- **TASK DESCRIPTION**
Render the records as a numbered list, starting with the first line and going on through the line containing "[[103, 184]]", and leave out any blank lines.

- **Point labeling examples**
==============================

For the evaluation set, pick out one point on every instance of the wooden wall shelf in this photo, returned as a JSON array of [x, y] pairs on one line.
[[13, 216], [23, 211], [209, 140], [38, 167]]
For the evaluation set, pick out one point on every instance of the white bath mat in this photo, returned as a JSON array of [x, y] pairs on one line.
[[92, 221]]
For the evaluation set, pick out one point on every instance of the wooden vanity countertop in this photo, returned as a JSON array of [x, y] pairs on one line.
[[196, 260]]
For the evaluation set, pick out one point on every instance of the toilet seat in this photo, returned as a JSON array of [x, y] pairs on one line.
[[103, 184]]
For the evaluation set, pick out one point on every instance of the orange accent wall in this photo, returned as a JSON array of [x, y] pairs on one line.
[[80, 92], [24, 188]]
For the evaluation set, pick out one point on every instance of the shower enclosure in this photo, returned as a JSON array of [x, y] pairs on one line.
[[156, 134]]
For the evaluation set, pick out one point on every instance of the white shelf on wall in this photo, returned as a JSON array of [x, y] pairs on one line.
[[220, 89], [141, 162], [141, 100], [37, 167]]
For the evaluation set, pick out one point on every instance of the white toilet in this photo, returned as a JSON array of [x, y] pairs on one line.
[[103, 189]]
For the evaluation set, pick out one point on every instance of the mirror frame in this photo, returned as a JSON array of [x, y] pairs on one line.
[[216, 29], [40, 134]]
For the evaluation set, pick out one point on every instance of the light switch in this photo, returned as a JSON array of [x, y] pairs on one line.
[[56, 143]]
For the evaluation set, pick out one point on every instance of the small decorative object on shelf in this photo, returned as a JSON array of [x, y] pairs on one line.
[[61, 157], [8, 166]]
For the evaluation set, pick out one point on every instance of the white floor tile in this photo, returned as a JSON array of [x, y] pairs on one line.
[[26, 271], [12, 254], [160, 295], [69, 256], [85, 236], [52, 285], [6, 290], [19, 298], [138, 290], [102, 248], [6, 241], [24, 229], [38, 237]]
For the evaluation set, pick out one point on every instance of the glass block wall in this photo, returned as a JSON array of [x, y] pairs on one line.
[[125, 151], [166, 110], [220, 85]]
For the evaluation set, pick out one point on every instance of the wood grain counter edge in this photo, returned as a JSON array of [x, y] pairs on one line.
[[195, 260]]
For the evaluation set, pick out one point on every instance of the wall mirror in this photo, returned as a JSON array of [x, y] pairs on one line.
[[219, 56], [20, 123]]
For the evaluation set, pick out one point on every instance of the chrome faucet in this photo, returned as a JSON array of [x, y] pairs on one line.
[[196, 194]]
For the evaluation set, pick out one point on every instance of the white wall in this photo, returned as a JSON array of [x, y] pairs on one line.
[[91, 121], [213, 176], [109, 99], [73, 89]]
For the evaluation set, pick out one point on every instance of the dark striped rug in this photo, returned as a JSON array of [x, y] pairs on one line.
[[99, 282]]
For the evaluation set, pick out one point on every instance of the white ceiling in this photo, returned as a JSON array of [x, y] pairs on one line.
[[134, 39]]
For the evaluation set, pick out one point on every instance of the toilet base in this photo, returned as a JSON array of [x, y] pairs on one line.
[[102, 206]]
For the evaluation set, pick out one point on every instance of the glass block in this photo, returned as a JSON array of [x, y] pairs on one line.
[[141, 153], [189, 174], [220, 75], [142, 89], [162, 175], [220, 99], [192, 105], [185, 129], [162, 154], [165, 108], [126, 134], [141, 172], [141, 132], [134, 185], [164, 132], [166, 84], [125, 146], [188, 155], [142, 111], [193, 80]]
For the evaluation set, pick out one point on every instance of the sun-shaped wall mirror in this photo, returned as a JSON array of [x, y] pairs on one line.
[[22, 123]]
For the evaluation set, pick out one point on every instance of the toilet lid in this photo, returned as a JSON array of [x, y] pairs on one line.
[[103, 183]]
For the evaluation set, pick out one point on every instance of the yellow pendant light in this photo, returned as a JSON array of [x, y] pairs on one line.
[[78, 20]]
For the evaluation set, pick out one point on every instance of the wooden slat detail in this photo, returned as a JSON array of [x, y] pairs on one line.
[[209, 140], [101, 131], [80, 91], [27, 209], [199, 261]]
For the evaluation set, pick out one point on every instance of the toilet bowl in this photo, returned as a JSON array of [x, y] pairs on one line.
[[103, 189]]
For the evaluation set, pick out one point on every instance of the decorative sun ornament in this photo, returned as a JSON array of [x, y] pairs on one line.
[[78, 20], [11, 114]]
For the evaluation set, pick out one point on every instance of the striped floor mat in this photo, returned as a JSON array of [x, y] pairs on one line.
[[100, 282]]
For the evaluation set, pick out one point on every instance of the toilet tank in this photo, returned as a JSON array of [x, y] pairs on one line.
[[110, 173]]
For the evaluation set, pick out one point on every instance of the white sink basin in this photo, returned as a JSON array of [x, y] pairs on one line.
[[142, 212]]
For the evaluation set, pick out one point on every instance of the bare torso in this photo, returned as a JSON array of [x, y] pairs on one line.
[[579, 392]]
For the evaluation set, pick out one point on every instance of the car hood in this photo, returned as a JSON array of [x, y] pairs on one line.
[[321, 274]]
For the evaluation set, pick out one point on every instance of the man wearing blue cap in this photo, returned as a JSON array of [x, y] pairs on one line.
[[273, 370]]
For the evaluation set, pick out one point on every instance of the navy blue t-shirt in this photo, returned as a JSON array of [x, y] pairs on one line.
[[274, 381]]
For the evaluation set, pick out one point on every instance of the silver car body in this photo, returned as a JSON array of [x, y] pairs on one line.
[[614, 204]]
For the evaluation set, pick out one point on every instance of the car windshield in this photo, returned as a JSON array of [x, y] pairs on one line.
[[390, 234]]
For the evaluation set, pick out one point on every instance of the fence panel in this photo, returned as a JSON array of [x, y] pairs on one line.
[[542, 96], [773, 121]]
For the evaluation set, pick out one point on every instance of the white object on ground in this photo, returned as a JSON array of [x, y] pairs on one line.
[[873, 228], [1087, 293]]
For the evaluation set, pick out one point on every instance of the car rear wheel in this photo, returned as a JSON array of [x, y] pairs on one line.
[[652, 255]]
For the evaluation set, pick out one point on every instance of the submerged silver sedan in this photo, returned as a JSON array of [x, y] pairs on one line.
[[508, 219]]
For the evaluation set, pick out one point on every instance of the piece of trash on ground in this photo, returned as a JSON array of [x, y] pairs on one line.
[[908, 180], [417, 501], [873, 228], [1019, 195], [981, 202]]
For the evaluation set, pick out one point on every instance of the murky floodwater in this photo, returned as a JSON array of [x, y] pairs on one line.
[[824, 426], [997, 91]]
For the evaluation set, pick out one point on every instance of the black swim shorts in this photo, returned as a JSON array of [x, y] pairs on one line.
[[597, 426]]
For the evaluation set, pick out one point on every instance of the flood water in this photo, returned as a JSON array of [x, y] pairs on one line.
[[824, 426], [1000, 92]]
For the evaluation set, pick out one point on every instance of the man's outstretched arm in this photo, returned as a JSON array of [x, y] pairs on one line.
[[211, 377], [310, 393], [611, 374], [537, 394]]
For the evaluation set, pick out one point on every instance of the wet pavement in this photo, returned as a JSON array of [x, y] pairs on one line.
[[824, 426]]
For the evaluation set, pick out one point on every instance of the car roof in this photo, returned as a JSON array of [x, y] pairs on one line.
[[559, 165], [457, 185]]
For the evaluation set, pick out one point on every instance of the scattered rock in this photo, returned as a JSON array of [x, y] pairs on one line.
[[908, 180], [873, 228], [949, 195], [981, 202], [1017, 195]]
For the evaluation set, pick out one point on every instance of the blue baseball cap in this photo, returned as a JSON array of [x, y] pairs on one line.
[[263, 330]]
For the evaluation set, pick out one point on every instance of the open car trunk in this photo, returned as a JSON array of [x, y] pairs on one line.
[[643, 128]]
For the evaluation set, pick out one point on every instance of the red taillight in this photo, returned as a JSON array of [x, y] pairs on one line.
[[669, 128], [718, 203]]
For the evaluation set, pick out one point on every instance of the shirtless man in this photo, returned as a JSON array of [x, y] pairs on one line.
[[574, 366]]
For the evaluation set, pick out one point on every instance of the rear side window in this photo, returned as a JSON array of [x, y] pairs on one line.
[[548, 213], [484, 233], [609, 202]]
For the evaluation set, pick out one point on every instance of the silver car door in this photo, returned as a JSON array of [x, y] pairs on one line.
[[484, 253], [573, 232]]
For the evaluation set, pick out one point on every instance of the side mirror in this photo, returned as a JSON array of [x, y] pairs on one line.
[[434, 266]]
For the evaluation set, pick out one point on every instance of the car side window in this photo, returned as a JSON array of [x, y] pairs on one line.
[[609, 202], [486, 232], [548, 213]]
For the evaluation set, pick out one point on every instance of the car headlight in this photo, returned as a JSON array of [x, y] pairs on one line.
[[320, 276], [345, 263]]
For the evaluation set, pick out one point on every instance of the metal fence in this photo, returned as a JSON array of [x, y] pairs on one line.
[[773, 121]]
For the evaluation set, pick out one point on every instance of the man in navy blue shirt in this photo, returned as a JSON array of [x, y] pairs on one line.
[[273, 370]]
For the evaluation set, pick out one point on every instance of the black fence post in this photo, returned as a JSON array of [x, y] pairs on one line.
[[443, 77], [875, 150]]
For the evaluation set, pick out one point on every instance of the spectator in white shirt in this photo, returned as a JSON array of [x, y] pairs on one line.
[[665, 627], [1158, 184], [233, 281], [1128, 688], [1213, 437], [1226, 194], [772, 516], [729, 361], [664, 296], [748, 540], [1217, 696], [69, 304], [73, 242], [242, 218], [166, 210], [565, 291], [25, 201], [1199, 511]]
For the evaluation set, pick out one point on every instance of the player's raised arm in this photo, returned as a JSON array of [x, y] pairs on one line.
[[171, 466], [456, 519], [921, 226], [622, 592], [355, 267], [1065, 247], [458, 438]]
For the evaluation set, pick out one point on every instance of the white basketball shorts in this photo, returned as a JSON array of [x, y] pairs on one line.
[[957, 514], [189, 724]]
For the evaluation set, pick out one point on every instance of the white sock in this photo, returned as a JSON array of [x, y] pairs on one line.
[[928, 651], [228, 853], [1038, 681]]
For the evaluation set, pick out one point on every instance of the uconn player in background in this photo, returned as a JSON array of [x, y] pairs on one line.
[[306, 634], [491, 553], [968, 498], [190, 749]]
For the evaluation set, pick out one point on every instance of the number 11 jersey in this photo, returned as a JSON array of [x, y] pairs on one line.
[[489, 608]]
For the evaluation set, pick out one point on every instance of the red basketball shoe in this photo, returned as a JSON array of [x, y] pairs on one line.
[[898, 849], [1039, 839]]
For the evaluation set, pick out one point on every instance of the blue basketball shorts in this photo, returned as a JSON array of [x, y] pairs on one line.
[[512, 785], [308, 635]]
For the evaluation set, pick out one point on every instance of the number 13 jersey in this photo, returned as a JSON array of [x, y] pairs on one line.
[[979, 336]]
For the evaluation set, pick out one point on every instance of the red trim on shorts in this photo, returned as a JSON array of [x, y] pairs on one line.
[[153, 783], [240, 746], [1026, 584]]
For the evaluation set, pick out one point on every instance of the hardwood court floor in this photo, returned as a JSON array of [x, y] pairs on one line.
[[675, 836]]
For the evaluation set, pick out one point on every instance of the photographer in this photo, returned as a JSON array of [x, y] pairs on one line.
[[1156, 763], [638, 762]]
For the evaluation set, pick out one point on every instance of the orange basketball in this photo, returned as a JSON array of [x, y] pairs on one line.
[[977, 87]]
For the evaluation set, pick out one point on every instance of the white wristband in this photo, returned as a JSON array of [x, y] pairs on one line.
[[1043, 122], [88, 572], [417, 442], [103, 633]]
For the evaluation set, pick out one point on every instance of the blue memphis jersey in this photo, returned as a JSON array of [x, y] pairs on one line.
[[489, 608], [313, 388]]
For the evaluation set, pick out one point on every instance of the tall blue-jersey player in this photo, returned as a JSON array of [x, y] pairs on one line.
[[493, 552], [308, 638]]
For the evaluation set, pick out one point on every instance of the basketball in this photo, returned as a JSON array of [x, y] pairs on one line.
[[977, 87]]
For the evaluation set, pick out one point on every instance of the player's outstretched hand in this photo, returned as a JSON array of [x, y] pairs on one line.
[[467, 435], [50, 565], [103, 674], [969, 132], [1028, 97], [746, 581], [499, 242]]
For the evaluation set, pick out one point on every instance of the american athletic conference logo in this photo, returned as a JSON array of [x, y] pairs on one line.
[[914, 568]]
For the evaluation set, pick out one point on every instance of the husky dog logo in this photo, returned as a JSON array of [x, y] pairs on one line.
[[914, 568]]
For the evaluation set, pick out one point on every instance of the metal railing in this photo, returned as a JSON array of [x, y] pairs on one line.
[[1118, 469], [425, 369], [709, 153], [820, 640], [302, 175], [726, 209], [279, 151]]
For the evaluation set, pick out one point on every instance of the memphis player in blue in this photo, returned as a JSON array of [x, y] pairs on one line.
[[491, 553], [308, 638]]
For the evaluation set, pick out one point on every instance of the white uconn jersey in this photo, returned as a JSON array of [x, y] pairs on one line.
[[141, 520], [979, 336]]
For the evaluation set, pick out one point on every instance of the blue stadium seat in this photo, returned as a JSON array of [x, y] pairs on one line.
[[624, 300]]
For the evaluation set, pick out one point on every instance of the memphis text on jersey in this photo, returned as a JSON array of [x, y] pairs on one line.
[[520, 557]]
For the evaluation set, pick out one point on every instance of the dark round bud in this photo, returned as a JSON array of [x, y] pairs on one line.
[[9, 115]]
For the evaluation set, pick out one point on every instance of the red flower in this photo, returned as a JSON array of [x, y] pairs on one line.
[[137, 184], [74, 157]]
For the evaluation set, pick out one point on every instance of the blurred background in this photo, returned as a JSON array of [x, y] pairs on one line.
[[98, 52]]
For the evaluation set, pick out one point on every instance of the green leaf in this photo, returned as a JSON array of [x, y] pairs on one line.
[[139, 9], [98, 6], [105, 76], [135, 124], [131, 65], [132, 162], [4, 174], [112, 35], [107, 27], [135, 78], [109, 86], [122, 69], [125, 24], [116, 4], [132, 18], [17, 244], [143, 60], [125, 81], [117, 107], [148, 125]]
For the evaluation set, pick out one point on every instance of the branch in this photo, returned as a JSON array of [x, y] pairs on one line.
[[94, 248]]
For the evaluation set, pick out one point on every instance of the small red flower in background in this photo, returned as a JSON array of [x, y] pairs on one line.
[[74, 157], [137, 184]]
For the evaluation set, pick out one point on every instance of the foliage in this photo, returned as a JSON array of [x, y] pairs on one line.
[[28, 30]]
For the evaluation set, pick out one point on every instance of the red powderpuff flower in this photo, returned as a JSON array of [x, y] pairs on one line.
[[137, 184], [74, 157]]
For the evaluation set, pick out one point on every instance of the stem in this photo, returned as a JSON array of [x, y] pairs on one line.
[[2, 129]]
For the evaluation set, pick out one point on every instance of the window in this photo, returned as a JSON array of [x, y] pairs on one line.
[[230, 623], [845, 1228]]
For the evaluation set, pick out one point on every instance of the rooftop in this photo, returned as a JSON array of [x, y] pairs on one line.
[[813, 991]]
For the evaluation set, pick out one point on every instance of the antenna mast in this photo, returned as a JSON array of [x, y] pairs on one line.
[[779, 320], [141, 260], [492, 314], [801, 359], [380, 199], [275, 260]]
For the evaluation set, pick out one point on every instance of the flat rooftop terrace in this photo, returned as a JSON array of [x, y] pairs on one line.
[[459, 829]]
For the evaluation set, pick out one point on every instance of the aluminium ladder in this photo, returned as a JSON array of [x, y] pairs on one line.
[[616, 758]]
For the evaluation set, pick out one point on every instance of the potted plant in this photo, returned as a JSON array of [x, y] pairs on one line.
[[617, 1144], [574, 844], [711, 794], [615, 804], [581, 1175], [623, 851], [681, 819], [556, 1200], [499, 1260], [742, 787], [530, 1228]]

==============================

- **CORRECT OUTPUT**
1. For the evaluation set, pick out one point on every instance of the wooden wall shelf in this photo, returned as a JSON array of [x, y] pairs on one line.
2. [[13, 216], [23, 211], [209, 140], [38, 167]]
3. For the evaluation set, pick out one point on every instance of the white bath mat in this photo, returned as a JSON array of [x, y] pairs on one line.
4. [[92, 221]]
5. For the evaluation set, pick out one point on every instance of the wooden vanity countertop in this photo, returned as a JSON array of [x, y] pairs on one line.
6. [[196, 260]]
7. For the evaluation set, pick out one point on every instance of the toilet seat in this photo, returned as a JSON array of [x, y] pairs on one line.
8. [[103, 184]]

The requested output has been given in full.